TASK OBJECTIVE: Could you repeat every line below exactly, skipping the images?

SOURCE INFORMATION:
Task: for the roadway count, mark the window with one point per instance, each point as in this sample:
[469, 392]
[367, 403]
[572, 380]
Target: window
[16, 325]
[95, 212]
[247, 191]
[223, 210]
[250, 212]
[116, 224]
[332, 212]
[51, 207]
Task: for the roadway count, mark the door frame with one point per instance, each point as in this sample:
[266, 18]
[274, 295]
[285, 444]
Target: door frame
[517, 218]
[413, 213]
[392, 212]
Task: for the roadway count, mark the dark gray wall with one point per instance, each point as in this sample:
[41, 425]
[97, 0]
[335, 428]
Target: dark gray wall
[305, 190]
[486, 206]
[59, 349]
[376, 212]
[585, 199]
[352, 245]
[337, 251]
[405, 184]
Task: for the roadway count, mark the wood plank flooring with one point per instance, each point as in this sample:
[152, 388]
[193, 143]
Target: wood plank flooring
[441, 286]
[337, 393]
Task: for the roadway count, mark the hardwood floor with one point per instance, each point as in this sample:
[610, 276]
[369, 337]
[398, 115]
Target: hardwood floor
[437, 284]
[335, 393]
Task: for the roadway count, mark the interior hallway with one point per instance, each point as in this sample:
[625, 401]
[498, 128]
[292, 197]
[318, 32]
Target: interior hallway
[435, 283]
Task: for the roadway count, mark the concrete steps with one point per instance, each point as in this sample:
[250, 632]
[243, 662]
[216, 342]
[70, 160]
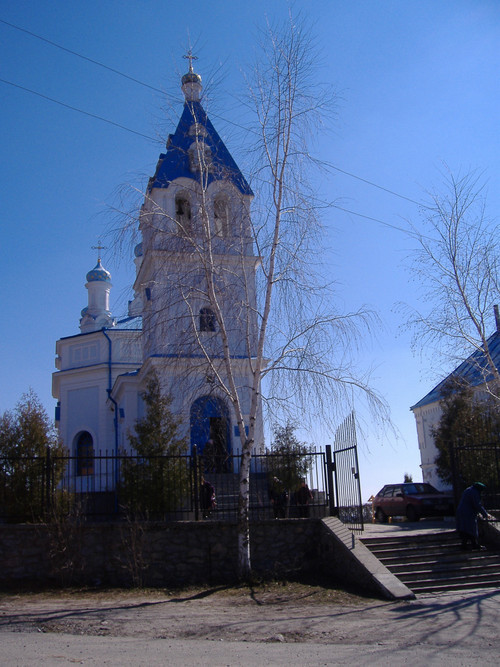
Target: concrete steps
[435, 562]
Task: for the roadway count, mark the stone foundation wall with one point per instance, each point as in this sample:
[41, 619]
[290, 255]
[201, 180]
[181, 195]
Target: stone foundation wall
[151, 554]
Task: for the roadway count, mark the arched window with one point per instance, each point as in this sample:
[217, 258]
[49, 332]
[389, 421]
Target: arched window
[207, 320]
[200, 157]
[221, 217]
[84, 454]
[183, 213]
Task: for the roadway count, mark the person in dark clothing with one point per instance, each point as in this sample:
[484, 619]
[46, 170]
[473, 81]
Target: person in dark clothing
[303, 497]
[207, 498]
[469, 507]
[278, 497]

YOUR SOLUTION:
Task: for the roadway count, mark the window with one point per instance, each point as in this sample:
[469, 392]
[367, 403]
[572, 380]
Target: window
[16, 325]
[95, 212]
[247, 191]
[223, 210]
[250, 212]
[116, 224]
[332, 212]
[51, 207]
Task: for the roadway count, mark the door frame with one point per instance, each point as in this sample:
[266, 18]
[274, 295]
[285, 444]
Target: door frame
[517, 218]
[413, 213]
[392, 212]
Task: for the roadway count, mark the dark gray wall with one point per instance, each point as in this sample:
[41, 425]
[97, 0]
[335, 428]
Target: dark gray wall
[305, 190]
[486, 206]
[59, 349]
[376, 212]
[585, 199]
[352, 245]
[337, 251]
[405, 184]
Task: for the roadway count, mark the wood plank flooring with one point per instance, each point as in this sample:
[152, 388]
[193, 143]
Target: wood plank flooring
[441, 286]
[337, 393]
Task: for the roadway count, mark the hardwood floor with one point per instance, each point as in this sample:
[610, 276]
[369, 337]
[398, 115]
Target: hardwood floor
[437, 284]
[335, 393]
Task: for the roadway count, mark the interior hallway with one point per instance, each point as in this sample:
[625, 401]
[498, 128]
[292, 197]
[318, 32]
Target: interior hallway
[435, 283]
Task: for the roadway count, mark the concrete steps with one point per instance, each point as in this sample:
[250, 632]
[243, 662]
[216, 342]
[70, 160]
Target: concrete steps
[435, 562]
Task: for the roadway count, mark the stone foundation wall with one point per instance, each point as in this sample:
[41, 619]
[290, 255]
[201, 180]
[181, 195]
Target: stone foundation wall
[151, 554]
Task: for the roadway count, mark the arched window with one point per instance, each point as in this sample:
[217, 258]
[49, 332]
[389, 421]
Target: arched window
[207, 320]
[200, 157]
[221, 217]
[84, 454]
[183, 213]
Task: for the roadway count, mark the person in dark clothing with one point per instance, each point as in this sample:
[484, 619]
[46, 170]
[473, 81]
Target: person in dark clothing
[303, 497]
[207, 498]
[469, 507]
[278, 497]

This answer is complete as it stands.